TASK DETAILS: Rewrite these lines with "Reply" swapped for "Respond" wherever it occurs, changing nothing else, and omit the pictures.

========================

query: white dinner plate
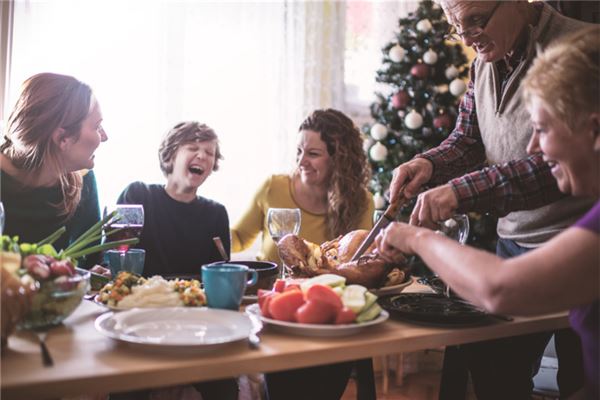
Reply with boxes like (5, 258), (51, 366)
(246, 304), (389, 337)
(95, 307), (262, 349)
(93, 294), (130, 311)
(369, 276), (413, 297)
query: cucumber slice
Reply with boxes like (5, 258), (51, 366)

========================

PROBLEM SOLUTION:
query: white dinner plate
Respond with boxes like (5, 258), (51, 366)
(246, 304), (389, 337)
(95, 307), (262, 349)
(93, 294), (130, 311)
(369, 276), (413, 297)
query: cucumber slice
Respond with boxes like (5, 258), (51, 366)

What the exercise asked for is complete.